==== Records for this task
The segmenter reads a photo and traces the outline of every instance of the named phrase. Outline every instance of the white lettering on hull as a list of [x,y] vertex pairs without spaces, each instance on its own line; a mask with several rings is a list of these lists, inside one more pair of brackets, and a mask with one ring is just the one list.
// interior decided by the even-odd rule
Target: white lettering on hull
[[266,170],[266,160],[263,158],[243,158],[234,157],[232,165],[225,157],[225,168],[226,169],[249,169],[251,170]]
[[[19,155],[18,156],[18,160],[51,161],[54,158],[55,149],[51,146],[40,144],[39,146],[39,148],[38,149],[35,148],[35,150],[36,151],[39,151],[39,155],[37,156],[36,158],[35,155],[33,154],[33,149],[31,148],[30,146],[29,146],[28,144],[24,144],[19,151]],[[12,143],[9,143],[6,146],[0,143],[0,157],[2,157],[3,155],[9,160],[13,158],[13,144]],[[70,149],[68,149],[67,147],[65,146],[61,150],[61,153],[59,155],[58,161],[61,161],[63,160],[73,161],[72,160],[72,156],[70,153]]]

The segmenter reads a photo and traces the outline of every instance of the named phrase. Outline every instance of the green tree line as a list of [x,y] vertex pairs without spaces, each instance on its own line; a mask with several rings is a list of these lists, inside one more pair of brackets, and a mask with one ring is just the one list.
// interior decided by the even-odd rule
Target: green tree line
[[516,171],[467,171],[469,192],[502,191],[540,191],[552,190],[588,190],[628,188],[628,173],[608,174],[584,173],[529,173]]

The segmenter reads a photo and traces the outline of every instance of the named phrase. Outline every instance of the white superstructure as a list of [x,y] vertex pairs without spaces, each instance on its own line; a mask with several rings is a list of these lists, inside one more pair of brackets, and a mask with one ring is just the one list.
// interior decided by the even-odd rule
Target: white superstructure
========
> Brief: Give these lines again, switching every "even-odd rule" to "nonzero winding rule" and leaving everything else unchanged.

> Solved problem:
The segmenter reads a photo and traces the outline of every instance of the named phrase. Outline every instance of the white lettering on hull as a list of [x,y] vertex pairs without spaces, each instance on its own line; a mask with several rings is a list of these lists, inside one more pair of brackets, and a mask with one ring is just the one list.
// interior decided by the nonzero winding rule
Target: white lettering on hull
[[266,170],[266,160],[263,158],[243,158],[234,157],[232,165],[225,157],[225,168],[226,169],[249,169],[251,170]]
[[[19,155],[18,156],[18,160],[51,161],[54,158],[55,149],[51,146],[40,144],[39,146],[39,148],[38,149],[35,148],[35,150],[36,151],[39,151],[39,155],[37,156],[36,158],[35,155],[33,154],[33,149],[31,148],[30,146],[29,146],[28,144],[24,144],[19,151]],[[12,143],[9,143],[6,146],[0,143],[0,157],[2,157],[3,155],[9,160],[13,158],[13,144]],[[70,149],[68,149],[67,147],[65,146],[61,150],[61,153],[59,155],[58,161],[61,161],[63,160],[73,161],[72,160],[72,156],[70,153]]]

The segmenter reads a photo and traces the outline of every instance of the named phrase. Outline every instance of the green tree line as a list of [x,y] vertex pairs without spaces, each instance on its own line; a mask with several rings is a list of these lists, inside one more pair of brackets, and a mask with one ring is just the one list.
// interior decided by the nonzero winding rule
Target: green tree line
[[516,171],[467,171],[469,192],[502,191],[540,191],[552,190],[588,190],[628,188],[628,173],[608,174],[584,173],[529,173]]

The segmenter reads a photo and traces the outline of every instance of the named phrase. Outline every instance of the white superstructure as a list of [x,y] vertex pairs without spaces, each instance on its own line; a mask with several rings is a list of these lists, inside one more pair of brackets, and a mask with one ring is just the one list.
// interior decided by the nonzero winding rule
Target: white superstructure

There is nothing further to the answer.